Dataset entries:
↓↓↓

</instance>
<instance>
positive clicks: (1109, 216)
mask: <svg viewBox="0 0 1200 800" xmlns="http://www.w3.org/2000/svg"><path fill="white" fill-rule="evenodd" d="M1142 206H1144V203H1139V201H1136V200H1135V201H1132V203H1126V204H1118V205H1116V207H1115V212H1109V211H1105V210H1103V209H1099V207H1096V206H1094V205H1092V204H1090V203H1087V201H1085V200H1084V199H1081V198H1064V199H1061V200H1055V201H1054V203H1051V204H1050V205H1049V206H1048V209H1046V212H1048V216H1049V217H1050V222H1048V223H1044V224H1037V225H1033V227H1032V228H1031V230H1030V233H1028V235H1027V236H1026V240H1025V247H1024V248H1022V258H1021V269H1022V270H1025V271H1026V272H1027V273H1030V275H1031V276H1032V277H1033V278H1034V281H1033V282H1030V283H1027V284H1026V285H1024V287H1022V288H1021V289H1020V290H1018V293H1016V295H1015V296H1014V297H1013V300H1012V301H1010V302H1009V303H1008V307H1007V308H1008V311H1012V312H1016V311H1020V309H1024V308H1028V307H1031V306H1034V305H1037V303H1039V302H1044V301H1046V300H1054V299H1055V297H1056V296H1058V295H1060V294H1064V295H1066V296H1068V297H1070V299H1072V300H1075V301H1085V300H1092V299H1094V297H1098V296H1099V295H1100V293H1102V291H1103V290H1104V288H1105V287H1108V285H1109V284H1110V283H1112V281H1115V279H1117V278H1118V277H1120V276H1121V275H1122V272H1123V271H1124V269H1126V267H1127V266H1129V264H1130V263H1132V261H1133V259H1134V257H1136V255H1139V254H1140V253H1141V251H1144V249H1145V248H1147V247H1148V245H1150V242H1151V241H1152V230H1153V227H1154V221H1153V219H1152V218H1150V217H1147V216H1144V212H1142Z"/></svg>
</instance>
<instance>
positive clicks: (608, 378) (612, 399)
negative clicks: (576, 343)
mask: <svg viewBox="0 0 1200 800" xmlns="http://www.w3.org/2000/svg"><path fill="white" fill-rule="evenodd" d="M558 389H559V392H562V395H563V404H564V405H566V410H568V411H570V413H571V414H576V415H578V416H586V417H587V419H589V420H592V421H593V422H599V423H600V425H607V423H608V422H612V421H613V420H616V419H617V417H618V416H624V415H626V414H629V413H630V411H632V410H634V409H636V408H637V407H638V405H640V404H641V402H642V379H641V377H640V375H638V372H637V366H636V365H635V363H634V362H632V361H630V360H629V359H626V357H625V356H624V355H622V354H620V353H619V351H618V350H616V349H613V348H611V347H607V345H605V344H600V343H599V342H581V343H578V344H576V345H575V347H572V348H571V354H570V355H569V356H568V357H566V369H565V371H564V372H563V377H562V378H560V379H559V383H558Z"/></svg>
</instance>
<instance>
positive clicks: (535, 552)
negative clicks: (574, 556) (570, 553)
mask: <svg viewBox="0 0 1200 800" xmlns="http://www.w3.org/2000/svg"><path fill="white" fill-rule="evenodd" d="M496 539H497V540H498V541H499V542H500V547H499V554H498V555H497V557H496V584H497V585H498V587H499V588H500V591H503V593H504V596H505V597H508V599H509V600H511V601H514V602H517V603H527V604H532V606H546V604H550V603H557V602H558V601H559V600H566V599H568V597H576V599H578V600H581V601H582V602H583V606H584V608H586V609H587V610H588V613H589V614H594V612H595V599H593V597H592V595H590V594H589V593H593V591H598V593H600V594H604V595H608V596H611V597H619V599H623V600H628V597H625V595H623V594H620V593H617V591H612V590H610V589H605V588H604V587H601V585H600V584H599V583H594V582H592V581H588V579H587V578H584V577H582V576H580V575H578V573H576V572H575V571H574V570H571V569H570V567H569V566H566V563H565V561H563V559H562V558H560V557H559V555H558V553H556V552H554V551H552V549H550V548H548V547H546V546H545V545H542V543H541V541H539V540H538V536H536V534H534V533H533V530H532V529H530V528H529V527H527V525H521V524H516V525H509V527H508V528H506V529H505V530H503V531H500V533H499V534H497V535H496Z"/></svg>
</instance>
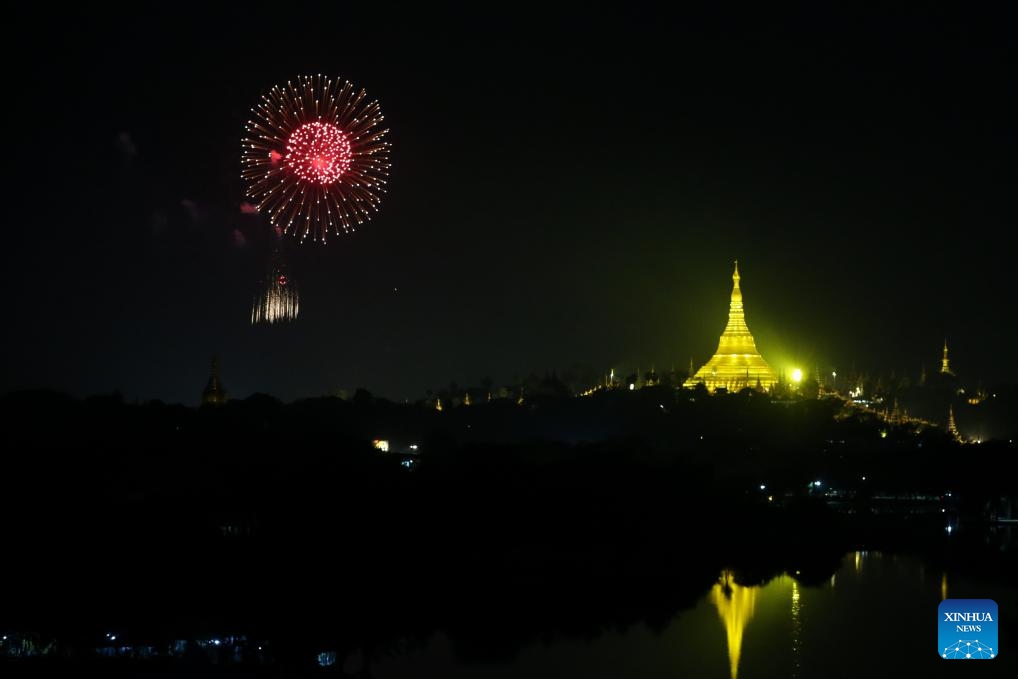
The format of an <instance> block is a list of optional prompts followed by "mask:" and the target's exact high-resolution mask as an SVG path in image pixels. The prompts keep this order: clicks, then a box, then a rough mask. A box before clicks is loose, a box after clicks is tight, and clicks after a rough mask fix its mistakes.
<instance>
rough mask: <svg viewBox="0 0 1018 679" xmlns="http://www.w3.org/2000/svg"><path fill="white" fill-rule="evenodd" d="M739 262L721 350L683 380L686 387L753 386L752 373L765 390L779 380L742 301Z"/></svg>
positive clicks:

↑↑↑

Task: The result should be all the records, retyped exactly, with no pictures among them.

Expected answer:
</instance>
<instance>
positive clicks: (1109, 216)
mask: <svg viewBox="0 0 1200 800" xmlns="http://www.w3.org/2000/svg"><path fill="white" fill-rule="evenodd" d="M1142 206H1144V203H1139V201H1136V200H1135V201H1132V203H1126V204H1118V205H1116V207H1115V212H1109V211H1105V210H1103V209H1099V207H1096V206H1094V205H1092V204H1090V203H1087V201H1085V200H1084V199H1081V198H1064V199H1061V200H1055V201H1054V203H1051V204H1050V205H1049V206H1048V209H1046V212H1048V216H1049V217H1050V222H1048V223H1044V224H1037V225H1033V227H1032V228H1031V230H1030V233H1028V235H1027V236H1026V240H1025V247H1024V248H1022V258H1021V269H1022V270H1025V271H1026V272H1027V273H1030V275H1031V276H1032V277H1033V278H1034V281H1033V282H1030V283H1027V284H1026V285H1024V287H1022V288H1021V289H1020V290H1018V293H1016V295H1015V296H1014V297H1013V300H1012V301H1010V302H1009V303H1008V307H1007V308H1008V311H1012V312H1016V311H1020V309H1024V308H1028V307H1031V306H1034V305H1037V303H1039V302H1044V301H1046V300H1054V299H1055V297H1056V296H1058V295H1060V294H1064V295H1066V296H1068V297H1070V299H1072V300H1075V301H1085V300H1092V299H1094V297H1098V296H1099V295H1100V293H1102V291H1103V290H1104V288H1105V287H1108V285H1109V284H1110V283H1112V281H1115V279H1117V278H1118V277H1120V276H1121V275H1122V272H1123V271H1124V269H1126V267H1127V266H1129V264H1130V263H1132V261H1133V259H1134V257H1136V255H1139V254H1140V253H1141V251H1144V249H1145V248H1147V247H1148V245H1150V242H1151V241H1152V230H1153V227H1154V221H1153V219H1152V218H1150V217H1147V216H1144V212H1142Z"/></svg>
</instance>
<instance>
positive clicks: (608, 378) (612, 399)
negative clicks: (576, 343)
mask: <svg viewBox="0 0 1200 800" xmlns="http://www.w3.org/2000/svg"><path fill="white" fill-rule="evenodd" d="M558 389H559V392H562V395H563V404H564V405H566V410H568V411H570V413H571V414H576V415H578V416H586V417H587V419H589V420H592V421H593V422H599V423H600V425H607V423H608V422H612V421H613V420H616V419H617V417H618V416H624V415H626V414H629V413H630V411H632V410H634V409H636V408H637V407H638V405H640V404H641V402H642V379H641V377H640V375H638V372H637V366H636V365H635V363H634V362H632V361H630V360H629V359H626V357H625V356H624V355H622V354H620V353H619V351H618V350H616V349H613V348H611V347H607V345H605V344H600V343H599V342H581V343H578V344H576V345H575V347H572V348H571V354H570V355H569V356H568V357H566V369H565V371H564V372H563V377H562V378H560V379H559V383H558Z"/></svg>
</instance>
<instance>
positive clicks: (535, 552)
negative clicks: (574, 556) (570, 553)
mask: <svg viewBox="0 0 1200 800" xmlns="http://www.w3.org/2000/svg"><path fill="white" fill-rule="evenodd" d="M496 539H497V540H498V541H499V542H500V547H499V554H498V555H497V557H496V584H497V585H498V587H499V588H500V591H503V593H504V596H505V597H508V599H509V600H511V601H514V602H517V603H527V604H532V606H546V604H550V603H557V602H558V601H559V600H566V599H568V597H576V599H578V600H581V601H582V602H583V606H584V608H586V609H587V610H588V613H589V614H594V612H595V599H593V597H592V595H590V594H589V593H593V591H598V593H600V594H604V595H608V596H611V597H619V599H623V600H628V597H625V595H623V594H620V593H617V591H612V590H610V589H605V588H604V587H601V585H600V584H599V583H594V582H592V581H588V579H587V578H584V577H582V576H580V575H578V573H576V572H575V571H574V570H571V569H570V567H569V566H566V563H565V561H563V559H562V558H560V557H559V555H558V553H556V552H554V551H552V549H550V548H548V547H546V546H545V545H542V543H541V541H539V540H538V536H536V534H534V533H533V530H532V529H530V528H529V527H527V525H521V524H516V525H509V527H508V528H506V529H505V530H503V531H500V533H499V534H497V535H496Z"/></svg>
</instance>
The format of an <instance> block is a list of optional prompts followed by "mask:" and the target's exact high-resolution mask as an SVG path in image pixels. The prompts keep this order: clicks, then a box, then a rough mask. A box before clicks is loose, a box after clicks is tight, and clicks after a rough mask fix its mistakes.
<instance>
rough mask: <svg viewBox="0 0 1018 679" xmlns="http://www.w3.org/2000/svg"><path fill="white" fill-rule="evenodd" d="M739 262L721 350L683 380L686 387L753 386L752 373L765 390L779 380L742 301Z"/></svg>
positive clicks:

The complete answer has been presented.